What this task involves: Answer with the number of lines in the records that contain "metal" and with nothing else.
┄┄┄┄┄┄┄┄┄┄┄┄┄┄┄┄┄┄┄┄
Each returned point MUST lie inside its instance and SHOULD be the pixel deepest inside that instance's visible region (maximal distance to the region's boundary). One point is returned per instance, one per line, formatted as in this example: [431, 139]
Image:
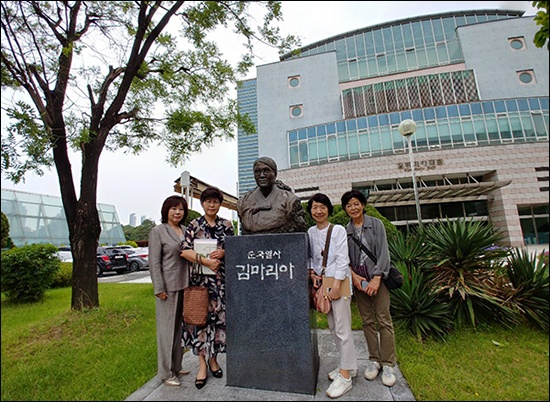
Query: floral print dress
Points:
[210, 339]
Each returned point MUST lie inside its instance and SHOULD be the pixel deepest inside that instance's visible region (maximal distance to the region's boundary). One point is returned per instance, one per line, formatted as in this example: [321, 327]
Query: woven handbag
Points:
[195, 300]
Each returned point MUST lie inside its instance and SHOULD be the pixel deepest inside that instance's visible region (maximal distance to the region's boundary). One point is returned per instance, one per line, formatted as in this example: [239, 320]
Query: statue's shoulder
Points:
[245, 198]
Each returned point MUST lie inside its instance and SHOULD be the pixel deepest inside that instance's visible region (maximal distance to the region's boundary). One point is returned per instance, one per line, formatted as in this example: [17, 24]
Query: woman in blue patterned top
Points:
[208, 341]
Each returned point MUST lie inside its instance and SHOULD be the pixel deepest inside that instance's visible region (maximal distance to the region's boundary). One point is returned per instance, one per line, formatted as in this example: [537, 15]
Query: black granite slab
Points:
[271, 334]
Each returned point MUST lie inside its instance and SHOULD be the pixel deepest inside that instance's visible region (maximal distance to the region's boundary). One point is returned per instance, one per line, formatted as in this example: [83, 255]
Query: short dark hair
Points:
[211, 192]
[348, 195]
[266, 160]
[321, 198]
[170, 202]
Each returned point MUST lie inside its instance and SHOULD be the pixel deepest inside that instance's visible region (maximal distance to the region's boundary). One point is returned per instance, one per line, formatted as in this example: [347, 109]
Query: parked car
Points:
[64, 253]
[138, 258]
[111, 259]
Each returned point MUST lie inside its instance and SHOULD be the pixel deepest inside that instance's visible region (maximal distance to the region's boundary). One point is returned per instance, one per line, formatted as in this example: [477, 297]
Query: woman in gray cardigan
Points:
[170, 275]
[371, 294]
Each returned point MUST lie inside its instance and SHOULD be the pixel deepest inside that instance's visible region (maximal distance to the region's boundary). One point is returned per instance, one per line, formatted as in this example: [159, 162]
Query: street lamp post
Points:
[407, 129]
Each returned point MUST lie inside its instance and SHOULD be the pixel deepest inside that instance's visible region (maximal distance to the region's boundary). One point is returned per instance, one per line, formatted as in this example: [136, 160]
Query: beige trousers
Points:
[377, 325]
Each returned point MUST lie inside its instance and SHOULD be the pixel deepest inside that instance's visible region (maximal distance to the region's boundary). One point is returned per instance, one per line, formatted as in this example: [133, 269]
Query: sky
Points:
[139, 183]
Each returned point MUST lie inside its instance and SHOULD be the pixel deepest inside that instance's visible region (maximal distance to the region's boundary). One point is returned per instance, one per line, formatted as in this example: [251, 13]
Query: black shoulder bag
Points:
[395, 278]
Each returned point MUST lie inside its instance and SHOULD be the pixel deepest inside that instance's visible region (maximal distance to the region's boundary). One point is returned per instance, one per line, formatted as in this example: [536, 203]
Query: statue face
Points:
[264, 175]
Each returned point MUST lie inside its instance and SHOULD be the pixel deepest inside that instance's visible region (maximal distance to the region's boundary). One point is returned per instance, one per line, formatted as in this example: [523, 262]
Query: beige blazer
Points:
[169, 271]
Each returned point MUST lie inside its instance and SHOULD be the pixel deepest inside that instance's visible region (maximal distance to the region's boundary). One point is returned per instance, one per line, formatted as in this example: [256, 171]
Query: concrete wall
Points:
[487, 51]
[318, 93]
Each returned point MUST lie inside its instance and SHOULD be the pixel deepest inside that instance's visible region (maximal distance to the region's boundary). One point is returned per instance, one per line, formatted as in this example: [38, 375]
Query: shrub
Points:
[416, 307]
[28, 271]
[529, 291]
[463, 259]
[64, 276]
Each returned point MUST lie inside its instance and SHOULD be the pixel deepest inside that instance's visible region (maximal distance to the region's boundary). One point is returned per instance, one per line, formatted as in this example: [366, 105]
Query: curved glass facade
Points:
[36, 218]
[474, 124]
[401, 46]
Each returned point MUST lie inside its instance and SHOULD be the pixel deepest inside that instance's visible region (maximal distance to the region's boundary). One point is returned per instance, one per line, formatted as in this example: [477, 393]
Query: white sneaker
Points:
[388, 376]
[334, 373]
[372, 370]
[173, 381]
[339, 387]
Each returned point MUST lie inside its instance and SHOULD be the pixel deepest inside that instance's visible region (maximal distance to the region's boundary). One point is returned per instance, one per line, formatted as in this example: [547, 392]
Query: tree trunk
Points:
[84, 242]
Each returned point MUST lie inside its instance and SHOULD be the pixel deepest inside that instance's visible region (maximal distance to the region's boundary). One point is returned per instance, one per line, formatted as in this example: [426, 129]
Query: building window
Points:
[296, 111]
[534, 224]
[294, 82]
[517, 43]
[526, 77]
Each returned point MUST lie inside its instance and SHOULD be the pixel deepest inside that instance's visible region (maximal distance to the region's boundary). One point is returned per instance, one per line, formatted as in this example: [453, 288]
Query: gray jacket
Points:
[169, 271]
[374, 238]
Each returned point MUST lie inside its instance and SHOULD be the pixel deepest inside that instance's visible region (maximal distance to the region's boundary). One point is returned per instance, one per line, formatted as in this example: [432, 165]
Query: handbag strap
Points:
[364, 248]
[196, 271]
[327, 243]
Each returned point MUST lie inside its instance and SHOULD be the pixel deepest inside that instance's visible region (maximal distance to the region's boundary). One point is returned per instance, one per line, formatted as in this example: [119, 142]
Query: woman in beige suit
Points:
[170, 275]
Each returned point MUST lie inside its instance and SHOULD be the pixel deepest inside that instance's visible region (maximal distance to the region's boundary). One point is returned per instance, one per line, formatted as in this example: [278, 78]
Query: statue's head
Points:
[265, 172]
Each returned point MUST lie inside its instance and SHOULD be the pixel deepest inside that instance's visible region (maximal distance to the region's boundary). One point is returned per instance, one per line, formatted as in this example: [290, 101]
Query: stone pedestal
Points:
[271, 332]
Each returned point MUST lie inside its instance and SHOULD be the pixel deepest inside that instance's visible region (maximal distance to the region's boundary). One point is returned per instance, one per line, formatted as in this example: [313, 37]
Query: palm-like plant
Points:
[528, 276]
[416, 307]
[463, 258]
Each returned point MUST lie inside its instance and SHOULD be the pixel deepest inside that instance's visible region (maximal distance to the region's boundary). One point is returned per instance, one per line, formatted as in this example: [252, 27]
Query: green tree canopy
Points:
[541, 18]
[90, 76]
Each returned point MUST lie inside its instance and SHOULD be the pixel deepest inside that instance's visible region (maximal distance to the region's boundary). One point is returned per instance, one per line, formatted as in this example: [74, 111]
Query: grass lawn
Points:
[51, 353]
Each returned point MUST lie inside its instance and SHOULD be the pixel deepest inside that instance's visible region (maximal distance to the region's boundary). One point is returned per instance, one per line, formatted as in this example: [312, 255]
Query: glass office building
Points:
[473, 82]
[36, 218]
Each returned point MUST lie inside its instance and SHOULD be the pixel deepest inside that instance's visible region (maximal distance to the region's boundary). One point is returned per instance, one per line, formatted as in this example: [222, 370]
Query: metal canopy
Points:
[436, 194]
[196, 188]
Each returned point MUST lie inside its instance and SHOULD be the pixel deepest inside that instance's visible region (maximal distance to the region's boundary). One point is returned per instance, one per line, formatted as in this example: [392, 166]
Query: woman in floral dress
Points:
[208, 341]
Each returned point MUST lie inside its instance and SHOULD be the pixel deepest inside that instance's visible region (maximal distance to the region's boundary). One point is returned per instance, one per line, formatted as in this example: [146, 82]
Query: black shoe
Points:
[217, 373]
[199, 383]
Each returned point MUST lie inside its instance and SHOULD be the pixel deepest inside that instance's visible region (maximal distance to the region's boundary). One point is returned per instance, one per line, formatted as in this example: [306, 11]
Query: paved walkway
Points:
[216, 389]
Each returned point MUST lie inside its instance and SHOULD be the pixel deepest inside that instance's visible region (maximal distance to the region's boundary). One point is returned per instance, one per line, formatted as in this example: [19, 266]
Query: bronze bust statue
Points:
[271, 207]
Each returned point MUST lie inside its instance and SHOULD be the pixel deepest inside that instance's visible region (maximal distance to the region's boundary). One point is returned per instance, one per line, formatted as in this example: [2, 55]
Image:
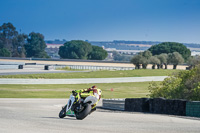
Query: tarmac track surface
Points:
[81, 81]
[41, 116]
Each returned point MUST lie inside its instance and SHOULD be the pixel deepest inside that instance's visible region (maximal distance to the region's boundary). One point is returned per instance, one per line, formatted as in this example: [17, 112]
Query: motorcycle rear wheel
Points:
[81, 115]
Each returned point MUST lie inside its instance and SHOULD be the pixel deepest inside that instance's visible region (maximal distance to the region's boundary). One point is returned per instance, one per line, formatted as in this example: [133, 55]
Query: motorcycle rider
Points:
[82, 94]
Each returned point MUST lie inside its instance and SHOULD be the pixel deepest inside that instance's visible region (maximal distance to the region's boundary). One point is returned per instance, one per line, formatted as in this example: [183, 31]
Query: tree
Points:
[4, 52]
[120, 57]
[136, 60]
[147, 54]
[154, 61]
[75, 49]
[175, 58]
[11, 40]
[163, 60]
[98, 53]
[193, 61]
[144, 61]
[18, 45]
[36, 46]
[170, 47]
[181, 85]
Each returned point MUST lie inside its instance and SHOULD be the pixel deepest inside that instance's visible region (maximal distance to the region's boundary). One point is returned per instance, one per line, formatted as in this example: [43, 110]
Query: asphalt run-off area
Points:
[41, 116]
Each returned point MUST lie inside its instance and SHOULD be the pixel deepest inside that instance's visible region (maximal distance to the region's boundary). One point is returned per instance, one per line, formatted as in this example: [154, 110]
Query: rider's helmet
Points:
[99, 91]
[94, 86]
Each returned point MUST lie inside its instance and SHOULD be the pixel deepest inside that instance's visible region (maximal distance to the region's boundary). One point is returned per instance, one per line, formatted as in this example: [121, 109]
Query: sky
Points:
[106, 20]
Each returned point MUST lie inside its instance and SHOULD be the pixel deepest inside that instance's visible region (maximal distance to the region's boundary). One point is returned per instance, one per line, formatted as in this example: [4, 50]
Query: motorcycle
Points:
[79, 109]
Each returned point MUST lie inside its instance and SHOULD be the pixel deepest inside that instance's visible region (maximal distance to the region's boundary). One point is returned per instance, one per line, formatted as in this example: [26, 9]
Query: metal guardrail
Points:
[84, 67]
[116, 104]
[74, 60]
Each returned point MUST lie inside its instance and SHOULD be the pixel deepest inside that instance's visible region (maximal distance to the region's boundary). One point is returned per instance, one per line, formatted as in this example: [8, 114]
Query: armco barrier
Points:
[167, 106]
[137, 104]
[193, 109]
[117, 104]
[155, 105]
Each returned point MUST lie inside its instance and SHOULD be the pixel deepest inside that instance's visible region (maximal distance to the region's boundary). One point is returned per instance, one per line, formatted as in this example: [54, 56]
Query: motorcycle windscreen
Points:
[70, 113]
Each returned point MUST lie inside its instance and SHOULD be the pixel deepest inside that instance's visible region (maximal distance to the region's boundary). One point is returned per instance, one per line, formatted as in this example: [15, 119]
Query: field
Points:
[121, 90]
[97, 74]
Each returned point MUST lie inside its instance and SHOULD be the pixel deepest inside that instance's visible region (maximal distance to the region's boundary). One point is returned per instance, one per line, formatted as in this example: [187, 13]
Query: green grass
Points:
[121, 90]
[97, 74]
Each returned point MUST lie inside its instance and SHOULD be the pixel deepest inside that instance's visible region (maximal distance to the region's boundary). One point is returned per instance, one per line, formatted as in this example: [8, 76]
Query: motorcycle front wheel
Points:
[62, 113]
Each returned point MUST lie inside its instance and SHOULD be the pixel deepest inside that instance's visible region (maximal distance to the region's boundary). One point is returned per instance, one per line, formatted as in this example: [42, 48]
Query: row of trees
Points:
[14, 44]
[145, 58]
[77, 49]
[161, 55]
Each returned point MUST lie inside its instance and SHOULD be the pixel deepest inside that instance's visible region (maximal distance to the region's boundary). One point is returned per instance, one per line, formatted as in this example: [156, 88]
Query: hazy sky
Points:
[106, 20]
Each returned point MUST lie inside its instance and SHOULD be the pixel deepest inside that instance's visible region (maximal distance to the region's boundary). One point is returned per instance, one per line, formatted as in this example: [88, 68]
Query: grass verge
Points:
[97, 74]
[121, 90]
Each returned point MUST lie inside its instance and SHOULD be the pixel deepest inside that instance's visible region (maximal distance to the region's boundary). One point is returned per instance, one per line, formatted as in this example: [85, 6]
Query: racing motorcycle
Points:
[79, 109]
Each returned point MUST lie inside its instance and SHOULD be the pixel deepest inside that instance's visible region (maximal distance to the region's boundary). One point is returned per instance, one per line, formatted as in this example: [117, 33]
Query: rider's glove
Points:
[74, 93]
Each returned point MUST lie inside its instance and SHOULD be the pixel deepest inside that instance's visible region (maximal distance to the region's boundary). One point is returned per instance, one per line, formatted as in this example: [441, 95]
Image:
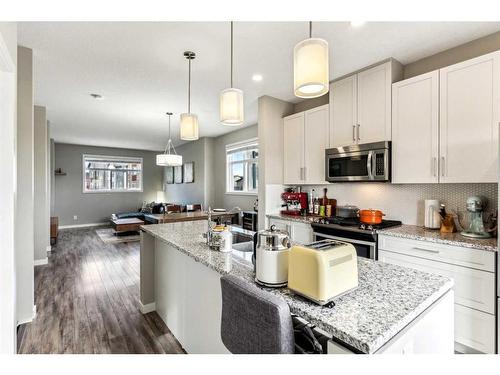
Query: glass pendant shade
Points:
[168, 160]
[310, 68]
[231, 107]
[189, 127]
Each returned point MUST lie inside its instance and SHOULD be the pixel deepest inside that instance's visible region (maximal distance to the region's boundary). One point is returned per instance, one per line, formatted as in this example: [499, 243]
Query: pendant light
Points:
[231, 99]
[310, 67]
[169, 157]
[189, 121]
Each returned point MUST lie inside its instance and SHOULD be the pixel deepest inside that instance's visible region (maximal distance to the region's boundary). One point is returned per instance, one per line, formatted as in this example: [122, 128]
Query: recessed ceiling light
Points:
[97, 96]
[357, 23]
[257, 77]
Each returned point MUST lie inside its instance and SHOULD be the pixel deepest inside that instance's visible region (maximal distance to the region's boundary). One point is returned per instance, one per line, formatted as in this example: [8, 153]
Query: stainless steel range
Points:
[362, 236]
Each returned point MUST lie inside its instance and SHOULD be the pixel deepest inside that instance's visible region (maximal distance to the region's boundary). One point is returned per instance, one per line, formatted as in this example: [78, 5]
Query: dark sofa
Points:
┄┄┄┄┄┄┄┄┄┄┄┄┄┄┄┄┄┄┄┄
Task solution: 2